== TASK GOAL ==
Convert the records below, from the line with "plaid shirt on this photo." up to and including the line with "<point>579,442</point>", into a Markdown table with the columns Row and Line. Give each line its own numbered row and omit blank lines.

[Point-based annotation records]
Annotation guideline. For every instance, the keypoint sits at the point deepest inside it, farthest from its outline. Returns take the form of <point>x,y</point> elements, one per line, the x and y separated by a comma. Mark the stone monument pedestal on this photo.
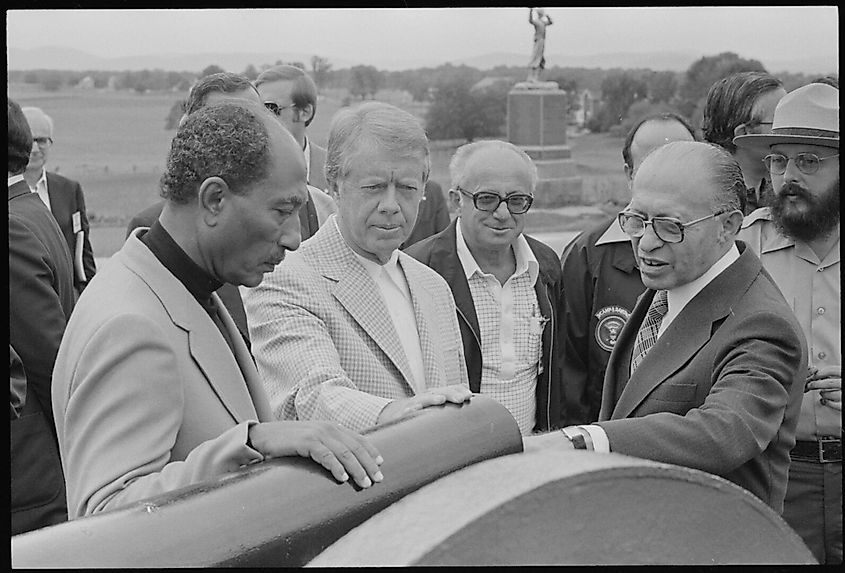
<point>537,125</point>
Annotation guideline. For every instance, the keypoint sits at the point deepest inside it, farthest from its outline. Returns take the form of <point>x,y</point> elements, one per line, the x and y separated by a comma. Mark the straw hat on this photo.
<point>808,115</point>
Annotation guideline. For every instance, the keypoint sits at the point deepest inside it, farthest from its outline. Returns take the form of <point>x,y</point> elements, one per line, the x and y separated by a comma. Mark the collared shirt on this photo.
<point>391,281</point>
<point>41,188</point>
<point>677,298</point>
<point>198,282</point>
<point>614,234</point>
<point>511,330</point>
<point>812,287</point>
<point>307,150</point>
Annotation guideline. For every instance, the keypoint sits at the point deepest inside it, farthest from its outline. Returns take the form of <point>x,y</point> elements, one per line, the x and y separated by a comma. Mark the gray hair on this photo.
<point>376,123</point>
<point>725,173</point>
<point>457,166</point>
<point>37,110</point>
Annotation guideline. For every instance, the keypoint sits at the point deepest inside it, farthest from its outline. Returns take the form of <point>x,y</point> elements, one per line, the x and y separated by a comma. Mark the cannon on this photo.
<point>457,490</point>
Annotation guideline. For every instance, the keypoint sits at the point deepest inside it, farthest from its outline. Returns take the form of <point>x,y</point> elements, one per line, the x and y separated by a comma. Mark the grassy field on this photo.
<point>115,145</point>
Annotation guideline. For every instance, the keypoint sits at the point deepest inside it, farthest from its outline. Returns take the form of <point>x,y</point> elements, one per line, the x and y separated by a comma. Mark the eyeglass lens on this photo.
<point>666,230</point>
<point>516,204</point>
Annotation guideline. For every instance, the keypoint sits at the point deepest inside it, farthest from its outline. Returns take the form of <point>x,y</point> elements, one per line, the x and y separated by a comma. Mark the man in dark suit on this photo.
<point>601,282</point>
<point>62,196</point>
<point>506,285</point>
<point>709,370</point>
<point>291,95</point>
<point>41,298</point>
<point>432,217</point>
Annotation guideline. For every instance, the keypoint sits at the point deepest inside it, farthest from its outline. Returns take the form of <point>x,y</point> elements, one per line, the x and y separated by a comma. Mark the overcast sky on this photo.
<point>377,35</point>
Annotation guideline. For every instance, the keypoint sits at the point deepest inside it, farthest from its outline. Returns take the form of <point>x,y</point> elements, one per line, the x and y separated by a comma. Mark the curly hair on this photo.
<point>223,82</point>
<point>730,102</point>
<point>20,139</point>
<point>227,140</point>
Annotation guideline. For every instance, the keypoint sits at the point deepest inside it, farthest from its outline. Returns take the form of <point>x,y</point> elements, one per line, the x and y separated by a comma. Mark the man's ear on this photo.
<point>454,200</point>
<point>213,197</point>
<point>732,224</point>
<point>303,114</point>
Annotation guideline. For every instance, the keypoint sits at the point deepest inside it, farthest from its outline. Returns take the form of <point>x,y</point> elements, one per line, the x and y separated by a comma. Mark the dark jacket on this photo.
<point>41,297</point>
<point>66,200</point>
<point>601,283</point>
<point>440,253</point>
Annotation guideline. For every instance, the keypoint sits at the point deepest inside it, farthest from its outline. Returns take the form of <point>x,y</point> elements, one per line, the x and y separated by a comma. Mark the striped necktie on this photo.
<point>647,335</point>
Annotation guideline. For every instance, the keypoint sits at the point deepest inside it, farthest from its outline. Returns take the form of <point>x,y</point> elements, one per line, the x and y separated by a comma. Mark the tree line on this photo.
<point>462,101</point>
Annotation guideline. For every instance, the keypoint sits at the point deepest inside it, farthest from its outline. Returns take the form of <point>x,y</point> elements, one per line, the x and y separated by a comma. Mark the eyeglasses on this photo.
<point>807,163</point>
<point>667,229</point>
<point>276,108</point>
<point>516,203</point>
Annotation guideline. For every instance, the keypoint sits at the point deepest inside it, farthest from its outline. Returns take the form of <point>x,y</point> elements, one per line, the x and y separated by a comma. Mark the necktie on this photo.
<point>647,335</point>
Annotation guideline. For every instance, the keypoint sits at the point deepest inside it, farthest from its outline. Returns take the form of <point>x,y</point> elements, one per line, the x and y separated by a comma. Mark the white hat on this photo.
<point>808,115</point>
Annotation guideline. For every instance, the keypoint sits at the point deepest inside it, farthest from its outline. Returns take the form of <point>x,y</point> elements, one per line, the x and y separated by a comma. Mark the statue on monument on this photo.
<point>538,18</point>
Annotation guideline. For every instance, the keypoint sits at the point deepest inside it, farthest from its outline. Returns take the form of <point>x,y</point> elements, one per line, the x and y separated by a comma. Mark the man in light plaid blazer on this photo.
<point>349,328</point>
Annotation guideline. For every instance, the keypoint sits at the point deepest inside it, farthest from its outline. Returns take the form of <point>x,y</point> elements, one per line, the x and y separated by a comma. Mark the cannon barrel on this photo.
<point>571,508</point>
<point>281,512</point>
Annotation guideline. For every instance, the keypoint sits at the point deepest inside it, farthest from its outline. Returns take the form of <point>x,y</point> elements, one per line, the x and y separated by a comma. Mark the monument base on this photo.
<point>537,121</point>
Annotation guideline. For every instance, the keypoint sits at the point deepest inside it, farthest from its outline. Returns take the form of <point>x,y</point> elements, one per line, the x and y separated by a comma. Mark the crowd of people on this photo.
<point>282,298</point>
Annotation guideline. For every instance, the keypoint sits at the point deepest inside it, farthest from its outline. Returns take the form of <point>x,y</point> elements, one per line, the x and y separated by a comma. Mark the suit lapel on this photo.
<point>424,311</point>
<point>224,374</point>
<point>687,334</point>
<point>356,291</point>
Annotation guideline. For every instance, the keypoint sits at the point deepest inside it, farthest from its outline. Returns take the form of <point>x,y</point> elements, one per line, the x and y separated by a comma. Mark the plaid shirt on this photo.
<point>511,330</point>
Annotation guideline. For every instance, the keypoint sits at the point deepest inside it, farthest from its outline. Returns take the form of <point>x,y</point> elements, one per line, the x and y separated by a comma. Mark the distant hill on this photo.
<point>60,58</point>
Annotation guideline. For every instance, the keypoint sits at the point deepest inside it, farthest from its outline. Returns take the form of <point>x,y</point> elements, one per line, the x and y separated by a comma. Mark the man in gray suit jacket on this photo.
<point>153,387</point>
<point>708,371</point>
<point>350,328</point>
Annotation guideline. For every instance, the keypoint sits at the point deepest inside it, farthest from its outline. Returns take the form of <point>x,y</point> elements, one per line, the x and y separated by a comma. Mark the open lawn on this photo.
<point>115,145</point>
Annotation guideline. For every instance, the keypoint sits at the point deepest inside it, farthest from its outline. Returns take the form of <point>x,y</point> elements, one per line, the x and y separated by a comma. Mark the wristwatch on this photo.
<point>579,442</point>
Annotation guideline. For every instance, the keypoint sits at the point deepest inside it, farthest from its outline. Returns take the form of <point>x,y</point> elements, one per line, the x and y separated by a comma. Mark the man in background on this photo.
<point>797,238</point>
<point>350,328</point>
<point>744,104</point>
<point>432,217</point>
<point>62,196</point>
<point>506,285</point>
<point>291,95</point>
<point>41,297</point>
<point>210,89</point>
<point>708,371</point>
<point>601,282</point>
<point>153,388</point>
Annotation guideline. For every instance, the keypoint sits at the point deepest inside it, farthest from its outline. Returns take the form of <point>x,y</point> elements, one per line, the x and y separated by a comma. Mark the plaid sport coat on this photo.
<point>325,344</point>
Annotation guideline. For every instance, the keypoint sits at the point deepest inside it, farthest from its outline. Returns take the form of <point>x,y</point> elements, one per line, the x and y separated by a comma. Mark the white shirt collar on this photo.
<point>678,297</point>
<point>307,151</point>
<point>525,259</point>
<point>371,266</point>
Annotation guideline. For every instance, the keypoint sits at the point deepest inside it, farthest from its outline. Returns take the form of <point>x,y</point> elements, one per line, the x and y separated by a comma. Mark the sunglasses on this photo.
<point>667,229</point>
<point>807,163</point>
<point>276,108</point>
<point>516,203</point>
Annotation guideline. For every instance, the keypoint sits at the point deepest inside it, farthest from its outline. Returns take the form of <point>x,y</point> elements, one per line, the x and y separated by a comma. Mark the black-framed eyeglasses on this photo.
<point>276,108</point>
<point>516,203</point>
<point>667,229</point>
<point>807,163</point>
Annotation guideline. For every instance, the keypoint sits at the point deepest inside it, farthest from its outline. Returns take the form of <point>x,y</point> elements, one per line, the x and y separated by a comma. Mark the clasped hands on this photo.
<point>828,380</point>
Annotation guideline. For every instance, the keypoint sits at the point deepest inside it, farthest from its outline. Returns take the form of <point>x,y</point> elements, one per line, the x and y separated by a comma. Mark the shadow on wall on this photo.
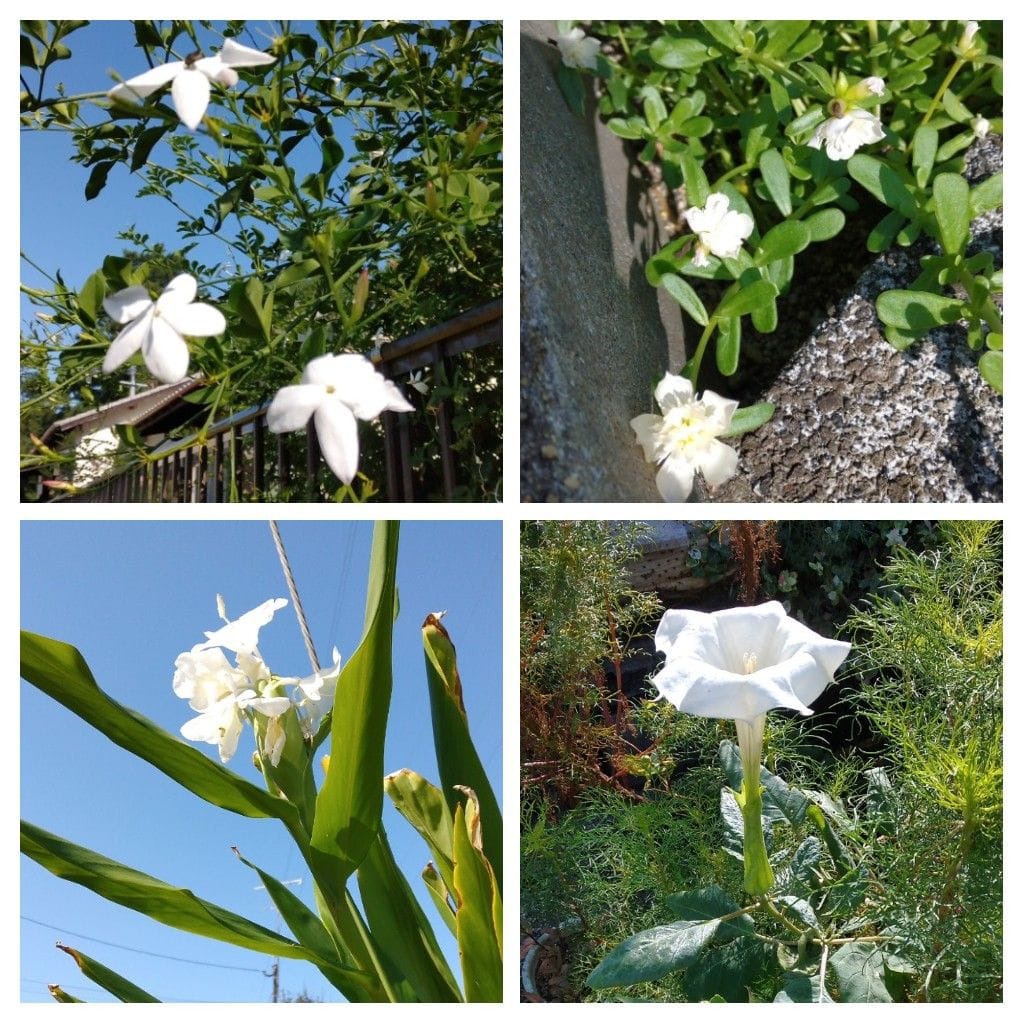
<point>593,342</point>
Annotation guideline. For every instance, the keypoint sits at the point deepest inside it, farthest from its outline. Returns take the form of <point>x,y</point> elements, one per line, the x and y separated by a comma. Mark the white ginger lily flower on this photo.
<point>578,49</point>
<point>190,79</point>
<point>683,439</point>
<point>845,134</point>
<point>159,328</point>
<point>336,390</point>
<point>739,664</point>
<point>720,230</point>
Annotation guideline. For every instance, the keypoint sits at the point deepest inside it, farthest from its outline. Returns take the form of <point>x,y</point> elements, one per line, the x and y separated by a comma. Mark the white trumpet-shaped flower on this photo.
<point>720,231</point>
<point>684,438</point>
<point>336,390</point>
<point>158,328</point>
<point>190,79</point>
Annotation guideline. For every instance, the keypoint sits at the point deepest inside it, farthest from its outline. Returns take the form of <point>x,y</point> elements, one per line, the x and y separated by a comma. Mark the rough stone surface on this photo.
<point>592,338</point>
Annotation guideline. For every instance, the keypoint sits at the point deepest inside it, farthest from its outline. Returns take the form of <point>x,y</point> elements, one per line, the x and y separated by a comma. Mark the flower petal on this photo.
<point>190,93</point>
<point>339,438</point>
<point>293,406</point>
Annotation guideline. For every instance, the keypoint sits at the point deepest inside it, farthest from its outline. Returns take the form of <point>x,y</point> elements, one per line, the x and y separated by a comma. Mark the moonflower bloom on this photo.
<point>720,230</point>
<point>739,664</point>
<point>158,328</point>
<point>578,49</point>
<point>190,79</point>
<point>845,134</point>
<point>683,439</point>
<point>336,390</point>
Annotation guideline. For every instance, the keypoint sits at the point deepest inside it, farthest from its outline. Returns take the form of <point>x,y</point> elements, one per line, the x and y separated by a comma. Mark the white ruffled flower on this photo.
<point>190,79</point>
<point>720,231</point>
<point>158,328</point>
<point>336,390</point>
<point>684,438</point>
<point>578,49</point>
<point>844,135</point>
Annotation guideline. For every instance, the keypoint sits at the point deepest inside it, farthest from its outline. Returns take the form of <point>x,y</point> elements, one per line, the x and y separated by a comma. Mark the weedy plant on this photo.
<point>382,947</point>
<point>756,127</point>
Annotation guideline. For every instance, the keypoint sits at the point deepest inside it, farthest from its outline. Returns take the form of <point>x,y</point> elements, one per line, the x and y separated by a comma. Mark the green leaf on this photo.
<point>59,671</point>
<point>859,972</point>
<point>678,54</point>
<point>349,803</point>
<point>749,418</point>
<point>776,177</point>
<point>478,918</point>
<point>918,311</point>
<point>686,297</point>
<point>990,368</point>
<point>926,143</point>
<point>651,954</point>
<point>177,907</point>
<point>120,987</point>
<point>824,224</point>
<point>883,182</point>
<point>458,762</point>
<point>951,210</point>
<point>745,300</point>
<point>783,240</point>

== ANSWER ==
| Row | Line |
|---|---|
| 1 | Annotation guideline. For every instance, the keypoint sits at the point deepest inside it, farthest from its outline. Returns take the form of <point>x,y</point> elements, one per line, the x and y separated by a comma. Mark the plaid shirt on this photo. |
| 2 | <point>511,330</point> |
| 3 | Annotation guideline. For every instance, the keypoint sits at the point deepest inside it, farthest from its outline. Returns take the form of <point>x,y</point> elements, one per line, the x and y separated by a comma. Mark the distant hill on this photo. |
| 4 | <point>60,58</point> |
| 5 | Annotation guideline. For every instance, the keypoint sits at the point deepest inside it, farthest from its outline. Returns take the form of <point>x,y</point> elements, one per line, the x and y separated by a comma. Mark the man in gray suit jacket on this photo. |
| 6 | <point>153,387</point> |
| 7 | <point>708,371</point> |
| 8 | <point>350,328</point> |
| 9 | Annotation guideline. For every instance, the keypoint sits at the point deepest inside it, farthest from its outline. Returns take the form of <point>x,y</point> elements, one per line, the x and y separated by a comma. Mark the open lawn on this photo. |
| 10 | <point>115,145</point> |
| 11 | Annotation guideline. For every instance, the keypoint sits at the point deepest inside it, farthest from its outline. Returns take the form of <point>x,y</point> elements, one per line, the x and y separated by a comma. Mark the wristwatch on this photo. |
| 12 | <point>579,442</point> |